Une bonne partie des masques qui circulent sur le marché ne proviendrait donc pas du circuit officiel de distribution des dispositifs médicaux. “Malheureusement, la contrebande existe en la matière”, déplore-t-il. Si les prix des masques sur le marché noir flambent, ceux des sociétés opérant dans le circuit officiel de distribution ont également augmenté.

Avant la propagation du virus, selon la marque, le modèle et le niveau de filtration du masque, les prix variaient entre 30 et 100 dirhams pour une boîte de 50. “Maintenant, le prix maximum qu’on a recensé, c’est 150 dirhams la boîte”, explique le président de l’AMPDM.

Il faut dire que la majorité des masques vendus sur le marché marocain provenaient… de Chine, principal foyer de l’épidémie, qui est elle-même en rupture de stock et a dû racheter ses propres stocks dans les pays où elle les avait exportés. “Le Maroc n’était pas à l’abri, il y a malheureusement des spéculateurs qui sont entrés pour racheter les stockset les revendre à la Chine”, indique Yadani.

### Données fournies
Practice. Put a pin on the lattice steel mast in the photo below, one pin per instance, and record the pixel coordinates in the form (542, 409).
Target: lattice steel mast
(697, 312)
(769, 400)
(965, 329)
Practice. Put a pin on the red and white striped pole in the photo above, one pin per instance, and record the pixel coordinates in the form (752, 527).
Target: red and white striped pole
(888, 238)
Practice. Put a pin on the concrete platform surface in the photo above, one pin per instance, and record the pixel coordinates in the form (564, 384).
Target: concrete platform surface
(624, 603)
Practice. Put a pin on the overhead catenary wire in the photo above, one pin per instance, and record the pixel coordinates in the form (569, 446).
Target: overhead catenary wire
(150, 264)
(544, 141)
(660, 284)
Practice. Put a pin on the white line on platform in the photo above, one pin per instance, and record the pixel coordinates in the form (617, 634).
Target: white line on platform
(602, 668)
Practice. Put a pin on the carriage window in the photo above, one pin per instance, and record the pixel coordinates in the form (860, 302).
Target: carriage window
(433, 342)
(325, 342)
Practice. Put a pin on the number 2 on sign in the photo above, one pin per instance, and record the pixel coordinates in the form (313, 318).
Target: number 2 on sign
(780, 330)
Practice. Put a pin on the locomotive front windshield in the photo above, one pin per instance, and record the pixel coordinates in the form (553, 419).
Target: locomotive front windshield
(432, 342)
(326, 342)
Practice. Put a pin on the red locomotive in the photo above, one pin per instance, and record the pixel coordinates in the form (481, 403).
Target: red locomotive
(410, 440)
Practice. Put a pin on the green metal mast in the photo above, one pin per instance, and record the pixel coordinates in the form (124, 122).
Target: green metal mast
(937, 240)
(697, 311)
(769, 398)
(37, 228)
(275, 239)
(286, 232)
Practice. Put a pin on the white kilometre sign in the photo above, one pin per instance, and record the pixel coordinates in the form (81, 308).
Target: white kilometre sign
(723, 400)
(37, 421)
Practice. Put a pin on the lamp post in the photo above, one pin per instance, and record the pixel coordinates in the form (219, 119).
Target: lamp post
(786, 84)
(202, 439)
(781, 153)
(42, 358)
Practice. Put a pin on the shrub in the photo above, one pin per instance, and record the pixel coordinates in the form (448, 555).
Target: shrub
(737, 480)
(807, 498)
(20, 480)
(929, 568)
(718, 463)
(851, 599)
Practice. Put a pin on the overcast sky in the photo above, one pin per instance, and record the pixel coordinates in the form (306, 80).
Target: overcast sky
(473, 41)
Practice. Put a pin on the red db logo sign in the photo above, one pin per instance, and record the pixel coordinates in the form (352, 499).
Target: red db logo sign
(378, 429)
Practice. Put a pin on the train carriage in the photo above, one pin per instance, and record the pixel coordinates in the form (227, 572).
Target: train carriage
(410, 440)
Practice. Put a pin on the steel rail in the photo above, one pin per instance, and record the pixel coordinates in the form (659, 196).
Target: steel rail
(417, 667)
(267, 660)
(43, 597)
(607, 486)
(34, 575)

### Consigne A
D'après le texte sur le prix des masques, de quel pays provenaient la plupart des masques vendus sur le marché marocain ?
### Consigne B
Recopie le passage du texte sur le prix des masques qui va de « Avant la propagation » jusqu'à « président de l’AMPDM. », en substituant « euros » à « dirhams ».
### Consigne C
Poursuis la rédaction du texte sur le prix des masques à partir de sa dernière phrase.

### Zone de réponse A
De Chine.

### Zone de réponse B
Avant la propagation du virus, selon la marque, le modèle et le niveau de filtration du masque, les prix variaient entre 30 et 100 euros pour une boîte de 50. “Maintenant, le prix maximum qu’on a recensé, c’est 150 euros la boîte”, explique le président de l’AMPDM.

### Zone de réponse C
“Avant, le Maroc produisait environ 15 à 20 % de ses besoins locaux en masques. Sur les 80 % de masques importés, 50 à 60 % provenaient de Chine, et le reste de pays tels que l’Italie, l’Egypte, la Tunisie… La qualité était parfois supérieure mais les prix plus élevés”, ajoute-t-il. Conséquence : les usines de production de ces masques au Maroc travaillent aujourd’hui “à plein régime” pour essayer d’assurer un stock de sécurité.

Loi du marché

“On n’a pas mis les bouchées doubles mais les bouchées triples !”, admet Hassan Ziyat, directeur général de Pharcomedic, une des seules usines de fabrication de masques chirurgicaux au Maroc, quitourne désormais 7 jours sur 7 et 24 heures sur 24 pour garantir une production suffisante.

“Nous assurons les exports qui étaient déjà confirmés depuis le mois de janvier, quand l’épidémie ne touchait que les pays asiatiques, mais maintenant nous allons fournir en priorité le marché marocain”, précise Ziyat, qui assure que les cliniques privées et les revendeurs au Maroc sont servis.

Interrogé sur la flambée des prix, le manager explique que la loi de l’offre et de la demande a eu un impact sur la matière première, généralement pourvue par des fournisseurs européens qui ont augmenté leurs prix. “Le coût de la main-d’œuvre a également augmenté”, souligne-t-il.

“La loi du marché est claire même s’il s’agit de produits vitaux, l’offre et la demande régissent les prix et la disponibilité. Le coronavirus s’est propagé très rapidement, donc il n’y a pas eu de temps pour les processus commerciaux classiques, à savoir les prévisions, l’importation puis la distribution”, estime pour sa part WailTouigui, pharmacien à Marrakech.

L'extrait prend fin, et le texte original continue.